**What is required:**
Can you give back, word for word, the stretch of the items below from the line containing "Point to the white countertop." through the last line of the items, with both ends included?
***
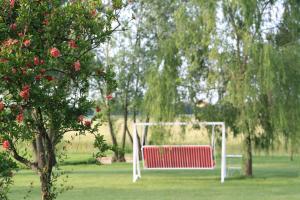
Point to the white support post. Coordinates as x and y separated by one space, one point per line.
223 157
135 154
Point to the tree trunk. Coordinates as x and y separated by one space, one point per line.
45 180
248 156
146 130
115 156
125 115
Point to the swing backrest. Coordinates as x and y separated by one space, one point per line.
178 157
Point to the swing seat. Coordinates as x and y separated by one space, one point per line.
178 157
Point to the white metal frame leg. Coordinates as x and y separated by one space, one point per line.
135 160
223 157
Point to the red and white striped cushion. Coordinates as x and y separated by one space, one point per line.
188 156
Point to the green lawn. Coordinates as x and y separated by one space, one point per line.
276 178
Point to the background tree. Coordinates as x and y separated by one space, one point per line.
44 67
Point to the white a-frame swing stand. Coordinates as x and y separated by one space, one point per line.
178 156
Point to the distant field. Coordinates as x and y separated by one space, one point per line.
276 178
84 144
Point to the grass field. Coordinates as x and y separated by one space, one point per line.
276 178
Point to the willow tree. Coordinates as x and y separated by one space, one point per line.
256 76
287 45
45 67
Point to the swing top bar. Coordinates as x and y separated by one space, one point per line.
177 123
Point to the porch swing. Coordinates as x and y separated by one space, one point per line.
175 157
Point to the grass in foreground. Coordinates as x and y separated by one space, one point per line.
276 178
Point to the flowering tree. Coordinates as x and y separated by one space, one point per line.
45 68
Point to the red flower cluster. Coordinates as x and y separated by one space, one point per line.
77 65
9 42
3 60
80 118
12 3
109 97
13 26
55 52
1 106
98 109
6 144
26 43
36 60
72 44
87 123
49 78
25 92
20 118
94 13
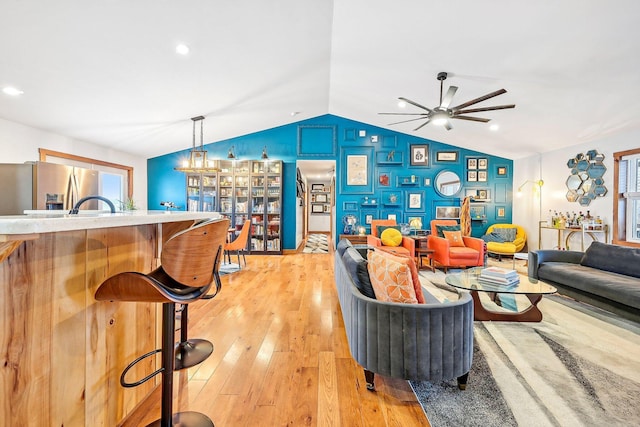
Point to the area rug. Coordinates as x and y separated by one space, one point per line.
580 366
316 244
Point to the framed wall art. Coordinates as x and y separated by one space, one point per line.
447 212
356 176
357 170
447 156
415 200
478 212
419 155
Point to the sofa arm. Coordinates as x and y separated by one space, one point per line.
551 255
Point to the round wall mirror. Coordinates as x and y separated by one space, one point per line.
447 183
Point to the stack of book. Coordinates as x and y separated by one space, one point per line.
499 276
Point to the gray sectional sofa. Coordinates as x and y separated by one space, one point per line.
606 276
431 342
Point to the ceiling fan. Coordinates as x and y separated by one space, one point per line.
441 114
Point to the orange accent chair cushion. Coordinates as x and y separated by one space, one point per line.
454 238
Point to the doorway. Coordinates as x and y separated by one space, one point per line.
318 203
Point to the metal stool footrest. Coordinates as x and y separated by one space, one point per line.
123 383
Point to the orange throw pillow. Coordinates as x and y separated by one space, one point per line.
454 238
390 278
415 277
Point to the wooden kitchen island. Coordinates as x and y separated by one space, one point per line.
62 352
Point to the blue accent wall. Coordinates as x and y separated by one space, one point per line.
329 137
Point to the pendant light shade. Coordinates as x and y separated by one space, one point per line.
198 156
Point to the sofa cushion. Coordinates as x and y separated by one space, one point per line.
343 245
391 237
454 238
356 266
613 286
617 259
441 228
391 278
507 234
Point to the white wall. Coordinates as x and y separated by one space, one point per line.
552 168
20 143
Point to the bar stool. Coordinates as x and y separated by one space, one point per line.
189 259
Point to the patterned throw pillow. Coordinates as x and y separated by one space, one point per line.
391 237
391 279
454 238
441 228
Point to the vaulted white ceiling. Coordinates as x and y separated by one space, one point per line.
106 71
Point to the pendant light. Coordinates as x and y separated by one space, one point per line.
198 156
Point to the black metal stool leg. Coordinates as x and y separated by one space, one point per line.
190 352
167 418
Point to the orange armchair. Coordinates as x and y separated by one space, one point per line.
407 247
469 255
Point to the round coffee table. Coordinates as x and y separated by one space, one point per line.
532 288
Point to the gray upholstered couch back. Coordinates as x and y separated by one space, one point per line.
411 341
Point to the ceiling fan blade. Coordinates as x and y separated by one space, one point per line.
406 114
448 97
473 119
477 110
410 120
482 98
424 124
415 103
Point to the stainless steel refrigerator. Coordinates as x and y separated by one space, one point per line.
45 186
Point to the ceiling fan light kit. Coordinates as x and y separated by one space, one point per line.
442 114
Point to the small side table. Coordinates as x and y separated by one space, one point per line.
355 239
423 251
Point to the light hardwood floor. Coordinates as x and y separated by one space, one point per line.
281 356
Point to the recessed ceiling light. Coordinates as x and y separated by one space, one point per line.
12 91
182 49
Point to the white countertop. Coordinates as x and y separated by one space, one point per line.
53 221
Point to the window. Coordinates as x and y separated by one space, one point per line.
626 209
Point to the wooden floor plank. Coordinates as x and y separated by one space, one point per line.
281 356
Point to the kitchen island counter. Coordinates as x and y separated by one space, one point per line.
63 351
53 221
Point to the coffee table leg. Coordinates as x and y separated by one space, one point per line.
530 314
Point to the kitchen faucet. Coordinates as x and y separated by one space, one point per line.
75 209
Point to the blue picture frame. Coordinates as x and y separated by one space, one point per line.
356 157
***
**Result of this task:**
Point to the white countertop. Coordinates as x and y separated by one space, one point per line.
53 221
Point to the window. Coordinates as x and y separated by one space, one point per line.
626 209
Point to the wooden floor plank. Coordinates as x and y separated by one space, one point per line.
281 356
Point to the kitchen island counter. Coordinates as x and y separated by one space, one point per line.
63 351
53 221
Point to the coffee table leg. Coordinates as x and y separated by one space, one point per line.
530 314
Point to the kitchen faucet. Coordinates as x and y separated by one space, one point per line.
75 209
Point to the blue picture frame. Coordinates as x and y separated by one space, one point per line.
356 157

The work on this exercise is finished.